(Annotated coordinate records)
□ □ □ □ □
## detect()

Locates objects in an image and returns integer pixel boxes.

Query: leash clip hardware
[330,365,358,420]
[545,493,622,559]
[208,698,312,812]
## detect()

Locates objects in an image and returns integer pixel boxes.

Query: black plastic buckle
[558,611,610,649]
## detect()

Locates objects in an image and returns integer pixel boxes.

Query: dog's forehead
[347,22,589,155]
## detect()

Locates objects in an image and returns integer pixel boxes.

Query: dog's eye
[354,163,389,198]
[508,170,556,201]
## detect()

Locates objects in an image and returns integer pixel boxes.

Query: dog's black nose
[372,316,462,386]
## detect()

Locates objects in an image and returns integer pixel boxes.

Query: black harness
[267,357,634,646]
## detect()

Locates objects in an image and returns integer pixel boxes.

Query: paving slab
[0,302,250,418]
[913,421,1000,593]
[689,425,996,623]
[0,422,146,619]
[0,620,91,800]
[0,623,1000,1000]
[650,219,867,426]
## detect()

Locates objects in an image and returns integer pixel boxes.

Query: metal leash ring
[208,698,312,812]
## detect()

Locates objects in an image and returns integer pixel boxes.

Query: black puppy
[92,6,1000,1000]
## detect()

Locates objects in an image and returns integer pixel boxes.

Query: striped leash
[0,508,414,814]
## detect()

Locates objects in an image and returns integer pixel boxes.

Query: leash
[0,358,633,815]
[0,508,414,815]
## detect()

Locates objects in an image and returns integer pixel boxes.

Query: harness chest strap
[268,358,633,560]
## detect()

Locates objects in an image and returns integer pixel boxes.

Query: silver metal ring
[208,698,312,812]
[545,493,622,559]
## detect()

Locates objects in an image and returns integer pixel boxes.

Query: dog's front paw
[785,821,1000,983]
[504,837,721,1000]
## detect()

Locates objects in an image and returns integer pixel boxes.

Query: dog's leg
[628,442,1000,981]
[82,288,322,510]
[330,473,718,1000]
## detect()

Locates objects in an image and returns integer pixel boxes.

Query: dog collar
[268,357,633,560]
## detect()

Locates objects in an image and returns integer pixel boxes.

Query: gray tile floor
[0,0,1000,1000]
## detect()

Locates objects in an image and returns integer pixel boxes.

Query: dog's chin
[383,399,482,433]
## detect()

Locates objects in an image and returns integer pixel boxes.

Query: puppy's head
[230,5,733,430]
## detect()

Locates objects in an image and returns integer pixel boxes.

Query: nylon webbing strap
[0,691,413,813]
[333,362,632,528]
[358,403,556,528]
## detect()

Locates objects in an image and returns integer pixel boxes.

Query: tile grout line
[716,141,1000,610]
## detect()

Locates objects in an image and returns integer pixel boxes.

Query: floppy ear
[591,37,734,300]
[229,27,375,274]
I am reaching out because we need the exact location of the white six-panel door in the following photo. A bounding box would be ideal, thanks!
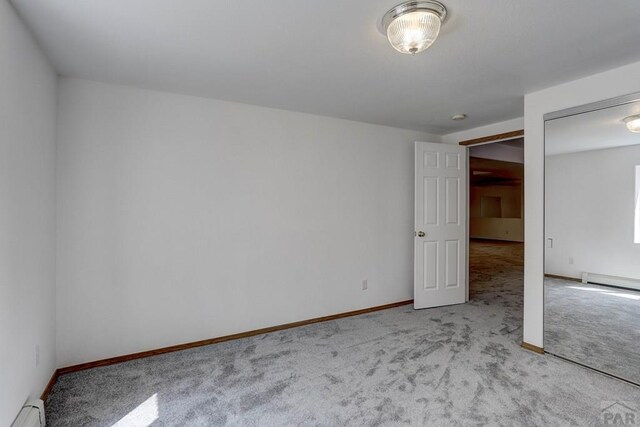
[414,142,468,308]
□ □ □ □ □
Where the line containing "I am reaching" appears above, start there and set down each line exactly through the last line of the data; leave out every picture.

I am reaching out because we need the exact location of the white six-panel door in the following photo. A bounding box would be ideal, thanks!
[414,142,468,308]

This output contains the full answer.